▸ **Texte de la page**
+---+

Une vague abstentionniste

Macron en compagnie de judokas
(Photo AFP)

Le taux d’abstention aux législatives ne dépassera sans doute pas les 50 %, alors que le camp présidentiel risque de perdre la majorité absolue et que l’extrême gauche prétend s’emparer du pouvoir exécutif.

LES PRONOSTICS des instituts de sondage peuvent bien sûr se tromper sur les rapports de forces entre la gauche et la droite et le rôle des extrêmes. Mais une chose est déjà acquise : les élections législatives ne ressembleront nullement à celles de 2017. Usure du pouvoir de Macron, multiplicité des problèmes à résoudre, lassitude inspirée à l’électorat par le système expliquent ce retournement de l’opinion. On verra bien ce qui va se passer, mais il se trouve que les partis qui se sont tellement plaints du scrutin uninominal à deux tours vont probablement en bénéficier. Changer de mode de scrutin n’est pas la panacée.

Les dés ne sont pas jetés.

Non sans exagération, nombre de médias croient déceler cette semaine un mouvement de « panique » dans la macronie. Le réalisme de l’exécutif et des candidats d’Ensemble aux élections législatives ne doit pas cependant être interprété comme une déroute avant l’heure. Il faut au président réélu une majorité absolue mais il ne faut que cela. Les dés ne sont pas jetés, tout est encore possible. Bien entendu, les explications relatives à la soudaine faiblesse du pouvoir ne manquent pas. Quoi qu’il arrive désormais, le président réélu ne pouvait sans doute pas faire mieux : il a franchi le cap des deux tours de la présidentielle, et quoi qu’on dise de son « apathie » ou de la distance qu’il aurait prise avec le rendez-vous électoral, il cogne ses adversaires, et en premier lieu Jean-Luc Mélenchon, avec une vigueur croissante.

+---+

▸ **Consignes de travail**
(a) Recopiez fidèlement le passage de l'article sur les législatives qui s'ouvre sur les mots contenant « Macron en compagnie » et se ferme sur « sont pas jetés. ».
(b) Indiquez par oui ou par non si chacune des affirmations suivantes concorde avec l'article sur les législatives, en citant à l'identique les mots de l'article qui tranchent : (i) les législatives ressembleront à celles de 2017 ; (ii) changer de mode de scrutin est la panacée ; (iii) le président réélu s'en prend en premier lieu à Jean-Luc Mélenchon.
(c) Poursuivez la rédaction de l'article sur les législatives à partir de sa dernière phrase.
Vous n'aurez aucun besoin de la liste.

▸ **Données brutes**
+---+

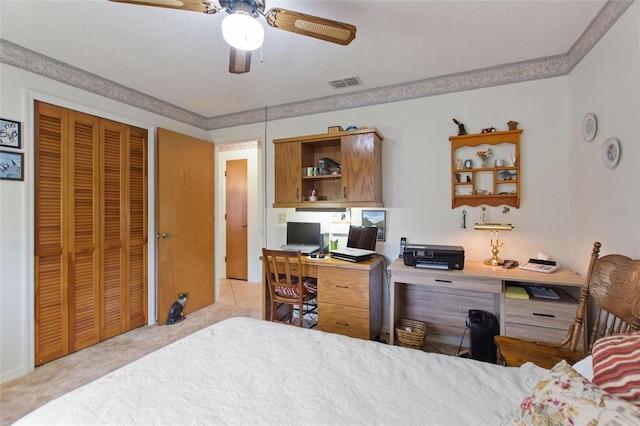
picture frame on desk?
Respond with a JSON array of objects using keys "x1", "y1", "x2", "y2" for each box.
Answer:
[{"x1": 362, "y1": 210, "x2": 387, "y2": 241}]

+---+

▸ **Réponses aux exercices**
(a)
Macron en compagnie de judokas
(Photo AFP)

Le taux d’abstention aux législatives ne dépassera sans doute pas les 50 %, alors que le camp présidentiel risque de perdre la majorité absolue et que l’extrême gauche prétend s’emparer du pouvoir exécutif.

LES PRONOSTICS des instituts de sondage peuvent bien sûr se tromper sur les rapports de forces entre la gauche et la droite et le rôle des extrêmes. Mais une chose est déjà acquise : les élections législatives ne ressembleront nullement à celles de 2017. Usure du pouvoir de Macron, multiplicité des problèmes à résoudre, lassitude inspirée à l’électorat par le système expliquent ce retournement de l’opinion. On verra bien ce qui va se passer, mais il se trouve que les partis qui se sont tellement plaints du scrutin uninominal à deux tours vont probablement en bénéficier. Changer de mode de scrutin n’est pas la panacée.

Les dés ne sont pas jetés.

(b)
(i) Non : « les élections législatives ne ressembleront nullement à celles de 2017 ».
(ii) Non : « Changer de mode de scrutin n’est pas la panacée. »
(iii) Oui : « il cogne ses adversaires, et en premier lieu Jean-Luc Mélenchon, avec une vigueur croissante ».

(c)
Un programme calamiteux.

Il s’agit d’une bataille jamais achevée. le Rassemblement national en a pris pour son grade, mais l’extrême gauche relève la tête maintenant qu’elle a circonvenu le PC, le PS et les Verts, peu soucieux d’avoir vendu leurs convictions pour quelques sièges. Ils sont renforcés dans leur choix par le Conseil d’État qui contraint le ministre de l’Intérieur à nommer la Nupes, coalition des gauche, au moment des résultats et non les scores de chacun des partis qui la composent. Dont acte : la majorité actuelle n’a pas fait de difficultés, elle obéira à la lettre aux souhaits du Conseil. Jean-Luc Mélenchon sera-t-il pour autant nommé à Matignon, ce qu’il clame à cor et à cri ? Rien n’est moins sûr. On le voit déjà s’agiter comme un beau diable dès que sa candidature aura été rejetée par le président. Il sait pourtant qu’il est incompatible avec le chef de l’État, que les deux hommes ne sauraient pas gouverner ensemble, que les révélations dans la presse sur le programme de la France insoumise indiquent un effet calamiteux sur la société française.

La révolution de Mélenchon.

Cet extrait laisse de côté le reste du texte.